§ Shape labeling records
+++
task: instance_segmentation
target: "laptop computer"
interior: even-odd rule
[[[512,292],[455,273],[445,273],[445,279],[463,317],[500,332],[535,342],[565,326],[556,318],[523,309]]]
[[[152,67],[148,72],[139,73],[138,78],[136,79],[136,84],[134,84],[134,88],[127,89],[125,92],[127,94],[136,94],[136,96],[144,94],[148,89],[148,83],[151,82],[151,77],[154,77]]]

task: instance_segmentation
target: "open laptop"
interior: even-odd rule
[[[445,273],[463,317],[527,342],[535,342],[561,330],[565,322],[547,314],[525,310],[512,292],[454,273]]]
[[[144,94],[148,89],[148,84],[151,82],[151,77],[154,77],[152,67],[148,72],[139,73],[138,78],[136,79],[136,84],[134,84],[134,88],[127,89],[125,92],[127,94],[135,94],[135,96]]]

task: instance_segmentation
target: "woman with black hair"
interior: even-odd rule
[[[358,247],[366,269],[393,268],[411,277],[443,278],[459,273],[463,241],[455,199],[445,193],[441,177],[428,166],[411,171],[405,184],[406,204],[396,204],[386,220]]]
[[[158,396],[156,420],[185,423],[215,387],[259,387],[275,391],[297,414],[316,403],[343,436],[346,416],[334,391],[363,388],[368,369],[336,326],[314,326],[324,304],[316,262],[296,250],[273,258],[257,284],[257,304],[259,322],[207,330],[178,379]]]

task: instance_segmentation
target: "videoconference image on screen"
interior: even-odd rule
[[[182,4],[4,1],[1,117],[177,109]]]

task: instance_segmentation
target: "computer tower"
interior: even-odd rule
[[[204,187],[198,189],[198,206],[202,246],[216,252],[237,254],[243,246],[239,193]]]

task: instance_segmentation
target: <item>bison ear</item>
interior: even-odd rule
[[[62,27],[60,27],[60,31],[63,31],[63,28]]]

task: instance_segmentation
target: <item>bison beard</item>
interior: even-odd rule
+++
§ Short problem
Repeat the listing in full, keeping every line exactly as it is.

§ Answer to the exercise
task: instance_segmentation
target: "laptop computer"
interior: even-odd rule
[[[512,292],[455,273],[445,273],[445,279],[463,317],[500,332],[535,342],[565,326],[556,318],[523,309]]]
[[[152,67],[148,72],[139,73],[138,78],[136,79],[136,84],[134,84],[134,88],[127,89],[125,92],[127,94],[136,94],[136,96],[144,94],[148,89],[148,83],[151,82],[151,77],[154,77]]]

task: instance_segmentation
target: "open laptop"
interior: even-odd rule
[[[445,273],[463,317],[527,342],[535,342],[561,330],[565,322],[547,314],[525,310],[512,292],[454,273]]]
[[[144,94],[148,89],[148,84],[151,82],[151,77],[154,77],[152,67],[148,72],[139,73],[138,78],[136,79],[136,84],[134,84],[134,88],[127,89],[125,92],[127,94],[135,94],[135,96]]]

task: instance_segmentation
target: "woman with black hair"
interior: even-odd rule
[[[358,247],[366,269],[393,268],[411,277],[443,278],[459,273],[463,241],[455,199],[445,193],[441,177],[428,166],[411,171],[405,184],[406,204],[396,204],[386,220]]]
[[[158,396],[156,420],[185,423],[215,387],[259,387],[275,391],[297,414],[316,403],[343,436],[346,416],[334,391],[363,388],[368,369],[336,326],[314,326],[324,304],[316,262],[296,250],[273,258],[257,284],[257,304],[259,322],[207,330],[178,379]]]

task: instance_segmentation
target: "videoconference image on screen"
interior: even-odd rule
[[[182,4],[4,1],[1,117],[177,109]]]

task: instance_segmentation
target: "computer tower"
interior: even-odd rule
[[[204,187],[198,189],[198,206],[202,246],[216,252],[237,254],[243,246],[239,193]]]

task: instance_segmentation
target: <item>bison ear</item>
interior: even-odd rule
[[[62,27],[60,27],[60,31],[63,31],[63,28]]]

task: instance_segmentation
target: <item>bison beard</item>
interior: even-odd rule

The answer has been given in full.